Your instructions — Make an exact copy of the entries, taking out every picture.

Information —
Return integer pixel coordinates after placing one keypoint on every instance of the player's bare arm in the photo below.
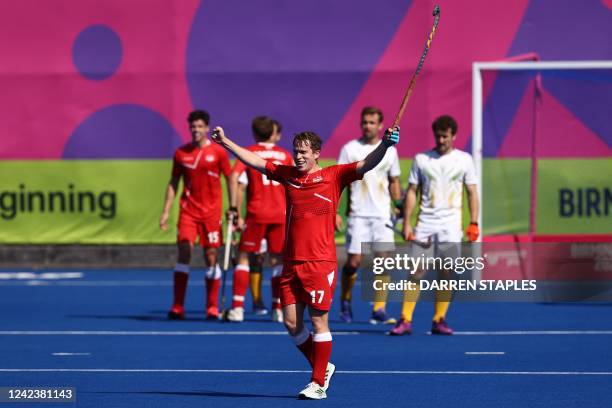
(473, 230)
(231, 196)
(473, 204)
(395, 191)
(409, 205)
(247, 157)
(390, 138)
(170, 194)
(239, 194)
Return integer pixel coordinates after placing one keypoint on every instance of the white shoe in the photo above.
(235, 315)
(312, 391)
(329, 373)
(277, 315)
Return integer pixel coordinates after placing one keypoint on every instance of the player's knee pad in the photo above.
(277, 270)
(349, 270)
(180, 267)
(213, 272)
(301, 337)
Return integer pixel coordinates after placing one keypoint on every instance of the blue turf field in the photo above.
(555, 355)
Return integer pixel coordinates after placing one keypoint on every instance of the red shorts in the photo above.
(209, 231)
(309, 282)
(255, 232)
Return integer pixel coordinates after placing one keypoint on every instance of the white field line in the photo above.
(70, 354)
(485, 353)
(150, 333)
(354, 372)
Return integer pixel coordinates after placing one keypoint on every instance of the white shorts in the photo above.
(436, 241)
(369, 229)
(424, 232)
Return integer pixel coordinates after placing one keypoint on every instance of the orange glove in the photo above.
(472, 231)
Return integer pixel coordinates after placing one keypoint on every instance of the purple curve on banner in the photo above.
(97, 52)
(300, 62)
(123, 131)
(587, 94)
(564, 31)
(500, 108)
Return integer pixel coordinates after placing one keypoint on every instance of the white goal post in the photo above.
(477, 108)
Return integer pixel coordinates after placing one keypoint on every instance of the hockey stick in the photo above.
(226, 256)
(400, 113)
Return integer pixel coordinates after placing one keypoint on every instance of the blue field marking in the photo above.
(119, 350)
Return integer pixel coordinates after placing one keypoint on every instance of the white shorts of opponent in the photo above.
(369, 230)
(437, 241)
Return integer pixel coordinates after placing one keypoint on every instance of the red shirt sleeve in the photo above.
(224, 164)
(346, 174)
(239, 167)
(177, 169)
(278, 172)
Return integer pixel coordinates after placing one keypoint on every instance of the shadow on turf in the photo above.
(203, 393)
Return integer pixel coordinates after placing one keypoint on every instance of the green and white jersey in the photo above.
(441, 179)
(370, 196)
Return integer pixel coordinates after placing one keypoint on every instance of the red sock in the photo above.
(321, 354)
(241, 284)
(276, 293)
(212, 293)
(303, 341)
(180, 287)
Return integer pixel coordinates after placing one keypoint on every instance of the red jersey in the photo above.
(265, 198)
(201, 170)
(312, 201)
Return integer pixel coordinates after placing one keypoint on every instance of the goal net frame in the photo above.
(478, 111)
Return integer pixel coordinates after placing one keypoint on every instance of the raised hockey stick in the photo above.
(400, 113)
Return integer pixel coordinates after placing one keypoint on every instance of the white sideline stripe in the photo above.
(531, 332)
(102, 283)
(71, 354)
(151, 333)
(485, 353)
(42, 276)
(267, 333)
(357, 372)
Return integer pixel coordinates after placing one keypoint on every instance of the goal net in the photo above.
(542, 143)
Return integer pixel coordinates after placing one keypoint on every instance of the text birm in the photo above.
(585, 202)
(69, 200)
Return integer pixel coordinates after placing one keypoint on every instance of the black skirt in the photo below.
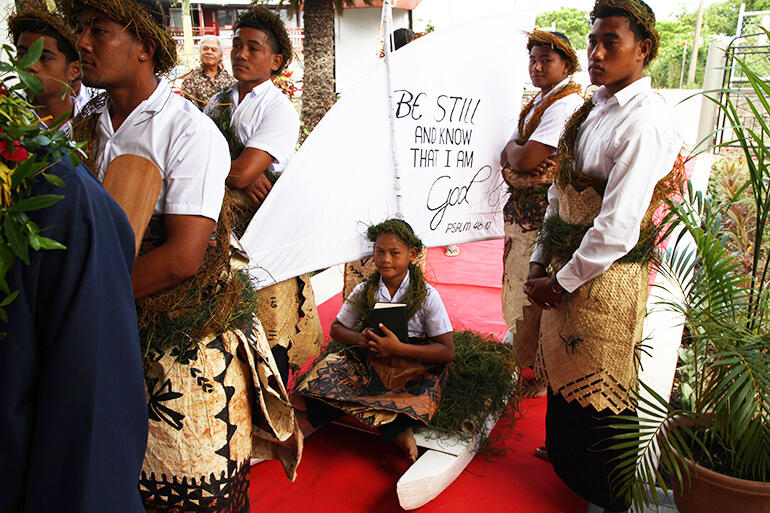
(578, 446)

Answer to this task —
Return integer pixel coordinates after placing one keypoint on every instance of the player's bare arm in the photo below.
(473, 230)
(231, 196)
(473, 204)
(395, 191)
(409, 205)
(247, 157)
(390, 138)
(170, 194)
(239, 194)
Return integer pixel coordinates after placing one keypoint on every instance of the white shoe in the photo above.
(235, 315)
(312, 391)
(329, 373)
(277, 315)
Return integer pixel coordinates after placing one keypoint on every instance of the player's knee pad in the photo above.
(277, 270)
(349, 270)
(180, 267)
(213, 272)
(301, 337)
Return integer pixel coordinates after placing one keypoint on every instance of the blue turf field in the photo above.
(555, 355)
Return integer pixel coordinates after placing one keypoint on every instance of the red shorts in the photo above.
(209, 231)
(309, 282)
(255, 232)
Return integer pixel coordinates after placing one keypoint on every instance of the white field line in the photo above.
(70, 354)
(485, 353)
(150, 333)
(354, 372)
Return integer pixel coordinates after placing one keypoint on every instance of the white shorts in the photo above.
(436, 241)
(369, 229)
(424, 232)
Return integer pixel coordinates after placing one keypoint on every instance of the orange glove in the photo above.
(472, 231)
Return integer pixel coordinates after placing one keypoint on every instance of the purple curve on banner in the photo above.
(97, 52)
(300, 62)
(123, 131)
(587, 94)
(564, 31)
(500, 108)
Return integer pixel coordinates after placing one keypoint on every instance of the white goal post in the photo above.
(477, 108)
Return integer pixel coordinates after placing one keypoint on every instance of the hockey stick in the photo above.
(226, 256)
(400, 113)
Return integer pixel coordinates after placing one keypoint on every instance of the blue field marking in the photo above.
(119, 350)
Return integer pixel coordinates after placing one keypoint on every instance of the white shorts of opponent in the photo above.
(369, 230)
(437, 241)
Return integer pixel coordinates after placing one keypoint on every instance of the red shirt sleeve in the photo above.
(224, 164)
(346, 174)
(239, 167)
(177, 169)
(278, 172)
Return integer pixel coordinates after placing one keypoint on every instance of the shadow on turf in the photo above.
(203, 393)
Return integer pixel coordinates after placing one keypoint on every instance of the green and white jersey in the photo above.
(441, 179)
(370, 196)
Return integer pixel coordinates after placing one keypoint on every instance of the red sock in the photo above.
(321, 354)
(241, 284)
(276, 293)
(212, 293)
(303, 341)
(180, 287)
Return integer pixel coordinates after placing one keypoint on every instance of the red jersey in the photo above.
(265, 198)
(201, 170)
(312, 201)
Return integer pixel coordinates after placing one keypoint on every instance of the goal net frame in the photo above.
(478, 111)
Return integer pixel coordinates after placing one keypoint on every instance of the raised hockey stick in the photo above.
(400, 113)
Return integer pixel coordinates after placing one keypoint on every instance of the white sideline stripe in the photo above.
(531, 332)
(102, 283)
(71, 354)
(151, 333)
(485, 353)
(42, 276)
(267, 333)
(357, 372)
Return integer pixel coordinates after placing one keypoint on every instance of the goal net in the photo above.
(542, 143)
Return integer pixel coordinates after placing one keypoint on every instance of the text birm in the photo above.
(585, 202)
(69, 200)
Return integer pixel coordinates after placing one keypoint on every instance of the black skirt in the photo below.
(578, 446)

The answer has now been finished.